GIVEN PROBLEM 1: Translate this sentence from the camera review into Spanish: "He is world famous for many things, including his ballet shots, so these photos come from his first test with the a7R III."

[BEGIN PASSAGE TO READ]

The detail in the highlights of the rocks is unlike anything I've shot with before. Sure, this shot is in bad need of a circular polarizer, but this handheld in-camera 8-bit sRGB JPEG shot shows great details in the shadows and darks

f/5.6 @ 90mm for 1/200 sec at ISO 5000

Once again, 5000 ISO - in-camera 8-bit sRGB - holy cow! The wet leaves lack the typical hot spots you'd get unless you used a circular polarizer, yet I didn't. Very impressive!

f/4 @ 90mm for 1/200 sec at ISO 800

A nice example of the contrast between smooth bokeh and crazy sharp detail

f/2.8 @ 90mm for 1/200 sec at ISO 5000

While this is a little underexposed for my taste, the default exposure with auto white balance (ambiance) did result in nice skin tones. The bokeh from this lens made the messy background vanish as well

f/2.8 @ 90mm for 1/200 sec at ISO 5000

100% crop of the eye from the from the above shot. Sony's auto eye AF absolutely nailed the pupil in horrible light while my daughter was dancing around

f/2.8 @ 90mm for 1/200 sec at ISO 3200

This was like the 6th frame I shot with this camera and it was the typical  shoot a photo at the closest thing next to the box when opening it up. I was immediately impressed with the detail and rich colors

f/2.8 @ 90mm for 1/200 sec at ISO 8000

Since this is a macro lens, I went in closer and was highly impressed - especially given the resolution of this camera. I couldn't do this shot handheld and get this kind of sharpness out of the highest resolution Canon and Nikon cameras

First Shots from Douglas Dubler

At the same time I am reviewing this camera, so is industry legend Douglas Dubler who destroys most photographers with a simple point and shoot. He is world famous for many things, including his ballet shots, so these photos come from his first test with the a7R III . He was simply blown away.

[END PASSAGE TO READ]
[BEGIN PROVIDED ENTRIES]

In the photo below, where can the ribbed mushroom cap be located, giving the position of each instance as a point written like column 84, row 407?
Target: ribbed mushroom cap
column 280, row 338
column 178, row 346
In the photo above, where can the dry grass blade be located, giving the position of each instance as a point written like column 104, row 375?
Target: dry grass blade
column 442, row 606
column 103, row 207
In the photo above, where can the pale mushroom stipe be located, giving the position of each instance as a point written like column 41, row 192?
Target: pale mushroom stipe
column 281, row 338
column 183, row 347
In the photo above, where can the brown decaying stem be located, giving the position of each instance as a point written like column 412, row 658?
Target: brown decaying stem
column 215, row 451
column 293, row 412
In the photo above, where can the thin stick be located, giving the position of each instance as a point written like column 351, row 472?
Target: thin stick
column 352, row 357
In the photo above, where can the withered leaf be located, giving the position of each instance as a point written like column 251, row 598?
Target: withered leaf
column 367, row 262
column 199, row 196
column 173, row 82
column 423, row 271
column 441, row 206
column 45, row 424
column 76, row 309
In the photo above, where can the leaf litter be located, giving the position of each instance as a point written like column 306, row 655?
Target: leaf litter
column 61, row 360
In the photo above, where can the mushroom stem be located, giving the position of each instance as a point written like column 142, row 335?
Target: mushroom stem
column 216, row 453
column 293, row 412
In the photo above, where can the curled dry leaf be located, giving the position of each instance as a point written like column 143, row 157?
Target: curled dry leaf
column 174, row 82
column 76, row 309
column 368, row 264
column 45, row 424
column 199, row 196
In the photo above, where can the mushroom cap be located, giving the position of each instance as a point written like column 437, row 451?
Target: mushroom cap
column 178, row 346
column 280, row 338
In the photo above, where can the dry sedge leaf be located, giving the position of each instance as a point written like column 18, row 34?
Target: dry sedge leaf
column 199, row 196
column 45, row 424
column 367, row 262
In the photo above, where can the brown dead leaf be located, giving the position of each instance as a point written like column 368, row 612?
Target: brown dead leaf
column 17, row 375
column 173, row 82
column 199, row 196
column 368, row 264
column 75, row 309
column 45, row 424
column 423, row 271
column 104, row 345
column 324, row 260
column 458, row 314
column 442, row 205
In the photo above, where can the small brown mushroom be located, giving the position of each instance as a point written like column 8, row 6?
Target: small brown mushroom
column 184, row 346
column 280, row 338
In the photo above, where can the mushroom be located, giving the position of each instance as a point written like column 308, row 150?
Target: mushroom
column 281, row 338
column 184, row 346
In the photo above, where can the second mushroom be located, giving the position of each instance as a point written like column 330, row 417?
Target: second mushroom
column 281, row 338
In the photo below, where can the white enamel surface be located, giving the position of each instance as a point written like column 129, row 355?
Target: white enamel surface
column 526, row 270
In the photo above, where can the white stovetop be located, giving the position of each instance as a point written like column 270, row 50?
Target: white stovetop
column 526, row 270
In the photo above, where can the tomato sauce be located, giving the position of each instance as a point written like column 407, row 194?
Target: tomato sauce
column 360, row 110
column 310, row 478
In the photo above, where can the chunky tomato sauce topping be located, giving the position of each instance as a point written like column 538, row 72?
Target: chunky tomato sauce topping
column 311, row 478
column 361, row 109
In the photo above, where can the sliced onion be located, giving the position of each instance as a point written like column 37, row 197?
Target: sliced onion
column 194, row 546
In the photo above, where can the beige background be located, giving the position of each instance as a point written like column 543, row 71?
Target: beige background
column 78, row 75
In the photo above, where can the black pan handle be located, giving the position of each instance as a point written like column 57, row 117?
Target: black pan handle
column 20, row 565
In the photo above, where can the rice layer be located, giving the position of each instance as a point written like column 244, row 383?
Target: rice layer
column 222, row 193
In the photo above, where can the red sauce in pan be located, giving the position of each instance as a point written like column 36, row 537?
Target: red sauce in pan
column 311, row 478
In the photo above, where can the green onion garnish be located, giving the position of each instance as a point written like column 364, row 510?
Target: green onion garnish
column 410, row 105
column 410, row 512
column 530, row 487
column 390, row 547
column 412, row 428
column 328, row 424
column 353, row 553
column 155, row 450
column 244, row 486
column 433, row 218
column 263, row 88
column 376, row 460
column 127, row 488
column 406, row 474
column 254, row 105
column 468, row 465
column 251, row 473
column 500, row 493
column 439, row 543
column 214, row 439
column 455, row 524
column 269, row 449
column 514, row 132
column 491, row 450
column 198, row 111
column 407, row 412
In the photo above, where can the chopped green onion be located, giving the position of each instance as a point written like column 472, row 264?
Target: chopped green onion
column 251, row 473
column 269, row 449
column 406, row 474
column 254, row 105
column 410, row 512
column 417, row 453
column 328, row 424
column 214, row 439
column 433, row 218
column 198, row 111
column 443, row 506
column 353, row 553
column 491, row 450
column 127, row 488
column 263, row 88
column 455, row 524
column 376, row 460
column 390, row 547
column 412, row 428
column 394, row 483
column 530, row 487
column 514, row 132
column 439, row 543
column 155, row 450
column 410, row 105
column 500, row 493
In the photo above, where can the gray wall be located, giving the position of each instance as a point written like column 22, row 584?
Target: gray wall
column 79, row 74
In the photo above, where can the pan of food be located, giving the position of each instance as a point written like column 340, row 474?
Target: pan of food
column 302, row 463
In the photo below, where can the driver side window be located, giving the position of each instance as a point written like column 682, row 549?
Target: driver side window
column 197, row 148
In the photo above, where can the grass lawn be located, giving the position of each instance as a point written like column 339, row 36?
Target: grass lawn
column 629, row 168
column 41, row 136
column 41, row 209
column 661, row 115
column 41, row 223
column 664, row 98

[END PROVIDED ENTRIES]

GIVEN PROBLEM 2: Copy out the lines of the records starting with the line that contains "In the photo above, where can the small" and going on through the line that contains "column 310, row 478".

TASK RESULT 1: Es mundialmente famoso por muchas cosas, entre ellas sus fotos de ballet, así que estas fotos provienen de su primera prueba con la a7R III.

TASK RESULT 2:
In the photo above, where can the small brown mushroom be located, giving the position of each instance as a point written like column 8, row 6?
Target: small brown mushroom
column 184, row 346
column 280, row 338
In the photo above, where can the mushroom be located, giving the position of each instance as a point written like column 308, row 150?
Target: mushroom
column 281, row 338
column 184, row 346
In the photo above, where can the second mushroom be located, giving the position of each instance as a point written like column 330, row 417?
Target: second mushroom
column 281, row 338
In the photo below, where can the white enamel surface be located, giving the position of each instance as a point written like column 129, row 355?
Target: white enamel surface
column 526, row 270
In the photo above, where can the white stovetop be located, giving the position of each instance as a point written like column 270, row 50?
Target: white stovetop
column 526, row 270
In the photo above, where can the tomato sauce be located, giving the position of each instance as a point written like column 407, row 194?
Target: tomato sauce
column 360, row 110
column 310, row 478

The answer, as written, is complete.